Ce qui importe le plus, en ce qui concerne la différence
entre les deux formes de souvenir, c’est le type de rapport
qui est établi. Dans le mode avoir du souvenir, le rapport
est totalement mécanique, comme lorsque la relation entre
un mot et celui qui le suit est solidement établie par la
fréquence de sa répétition. Ou bien les rapports
peuvent être purement logiques, comme ceux qui existent entre
deux termes opposés, ou entre des concepts convergents, ou
en rapport avec le temps, l’espace, la taille, la couleur,
ou encore au sein d’un système donné de pensée.
Dans le mode être, se souvenir, c’est se rappeler activement
des mots, des idées, des choses vues, des peintures, de la
musique ; c’est mettre en rapport l’élément
particulier dont on doit se souvenir et tous ceux qui lui sont reliés.
Les rapports, dans ce cas, ne sont pas mécaniques, ni purement
logiques, mais vivants. Un concept est relié à un
autre par un acte de pensée productif (de pensée ou
de sentiment) qui est mis en œuvre quand on cherche le mot
exact.
Voici un exemple très simple : Si j’associe le mot
" douleur " ou " aspirine " au mot "migraine"

TRAVAIL À FAIRE:
[A] Selon le texte sur les deux formes de souvenir, qu'est-ce qui établit solidement, dans le mode avoir, la relation entre un mot et celui qui le suit, et quelle nature ce fait donne-t-il au rapport ? Répondez en une à trois phrases.
[B] Reproduisez sans aucune modification, dans le texte sur les deux formes de souvenir, tout ce qui va de « Ce qui importe » jusqu'à « donné de pensée. » inclus.

DONNÉES BRUTES:
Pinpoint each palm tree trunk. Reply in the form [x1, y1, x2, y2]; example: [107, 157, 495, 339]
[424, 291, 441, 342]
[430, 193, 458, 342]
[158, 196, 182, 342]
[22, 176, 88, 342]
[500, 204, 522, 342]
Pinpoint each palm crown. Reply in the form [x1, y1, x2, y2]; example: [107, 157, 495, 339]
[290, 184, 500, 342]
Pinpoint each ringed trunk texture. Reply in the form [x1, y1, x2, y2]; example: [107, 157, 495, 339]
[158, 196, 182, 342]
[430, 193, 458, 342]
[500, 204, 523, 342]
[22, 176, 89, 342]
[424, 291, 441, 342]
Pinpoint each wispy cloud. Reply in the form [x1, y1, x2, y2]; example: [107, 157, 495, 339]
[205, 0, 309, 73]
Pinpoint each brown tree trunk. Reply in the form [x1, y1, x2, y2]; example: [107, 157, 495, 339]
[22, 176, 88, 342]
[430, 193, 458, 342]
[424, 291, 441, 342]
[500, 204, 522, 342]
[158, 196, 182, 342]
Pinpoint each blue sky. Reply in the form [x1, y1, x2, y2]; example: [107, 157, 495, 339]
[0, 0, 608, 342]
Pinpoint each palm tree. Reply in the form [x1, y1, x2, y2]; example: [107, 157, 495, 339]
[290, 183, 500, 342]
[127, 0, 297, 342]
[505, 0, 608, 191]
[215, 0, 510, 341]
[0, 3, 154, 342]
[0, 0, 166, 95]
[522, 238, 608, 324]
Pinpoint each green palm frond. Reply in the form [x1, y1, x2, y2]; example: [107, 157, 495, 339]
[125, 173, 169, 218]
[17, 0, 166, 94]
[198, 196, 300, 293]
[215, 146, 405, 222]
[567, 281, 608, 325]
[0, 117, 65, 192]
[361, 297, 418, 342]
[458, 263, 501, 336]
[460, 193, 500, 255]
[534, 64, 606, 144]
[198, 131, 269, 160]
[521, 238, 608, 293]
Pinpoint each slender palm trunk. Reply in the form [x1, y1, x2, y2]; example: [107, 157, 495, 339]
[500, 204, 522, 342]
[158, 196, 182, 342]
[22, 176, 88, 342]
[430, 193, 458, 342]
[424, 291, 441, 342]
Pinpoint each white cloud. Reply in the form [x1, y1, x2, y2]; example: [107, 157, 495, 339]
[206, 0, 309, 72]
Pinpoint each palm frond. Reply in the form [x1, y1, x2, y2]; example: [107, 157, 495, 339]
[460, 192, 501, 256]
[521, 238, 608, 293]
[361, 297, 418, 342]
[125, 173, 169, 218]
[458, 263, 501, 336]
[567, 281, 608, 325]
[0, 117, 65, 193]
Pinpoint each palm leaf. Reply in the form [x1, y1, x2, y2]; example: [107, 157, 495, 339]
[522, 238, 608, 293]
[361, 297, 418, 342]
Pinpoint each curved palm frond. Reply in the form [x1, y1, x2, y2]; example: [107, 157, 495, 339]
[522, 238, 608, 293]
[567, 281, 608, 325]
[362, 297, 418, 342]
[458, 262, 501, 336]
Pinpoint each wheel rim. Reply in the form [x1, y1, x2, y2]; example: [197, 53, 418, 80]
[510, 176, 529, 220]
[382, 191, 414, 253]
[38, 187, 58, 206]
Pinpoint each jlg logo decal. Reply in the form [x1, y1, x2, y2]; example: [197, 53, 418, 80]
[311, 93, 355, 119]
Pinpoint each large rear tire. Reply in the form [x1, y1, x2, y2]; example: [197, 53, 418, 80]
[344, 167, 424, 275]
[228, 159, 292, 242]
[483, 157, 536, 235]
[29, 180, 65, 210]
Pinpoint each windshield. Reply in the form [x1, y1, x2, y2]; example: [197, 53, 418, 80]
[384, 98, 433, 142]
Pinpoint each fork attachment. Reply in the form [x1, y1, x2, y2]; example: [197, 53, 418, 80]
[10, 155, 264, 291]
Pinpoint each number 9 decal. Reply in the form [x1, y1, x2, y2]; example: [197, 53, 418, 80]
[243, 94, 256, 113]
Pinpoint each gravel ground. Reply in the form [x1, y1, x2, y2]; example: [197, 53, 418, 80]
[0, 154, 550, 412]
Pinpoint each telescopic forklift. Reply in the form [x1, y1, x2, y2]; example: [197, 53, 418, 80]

RÉPONSES ATTENDUES:
[A] Dans le mode avoir, la relation entre un mot et celui qui le suit est solidement établie par la fréquence de sa répétition. Le rapport est ainsi totalement mécanique.

[B]
Ce qui importe le plus, en ce qui concerne la différence
entre les deux formes de souvenir, c’est le type de rapport
qui est établi. Dans le mode avoir du souvenir, le rapport
est totalement mécanique, comme lorsque la relation entre
un mot et celui qui le suit est solidement établie par la
fréquence de sa répétition. Ou bien les rapports
peuvent être purement logiques, comme ceux qui existent entre
deux termes opposés, ou entre des concepts convergents, ou
en rapport avec le temps, l’espace, la taille, la couleur,
ou encore au sein d’un système donné de pensée.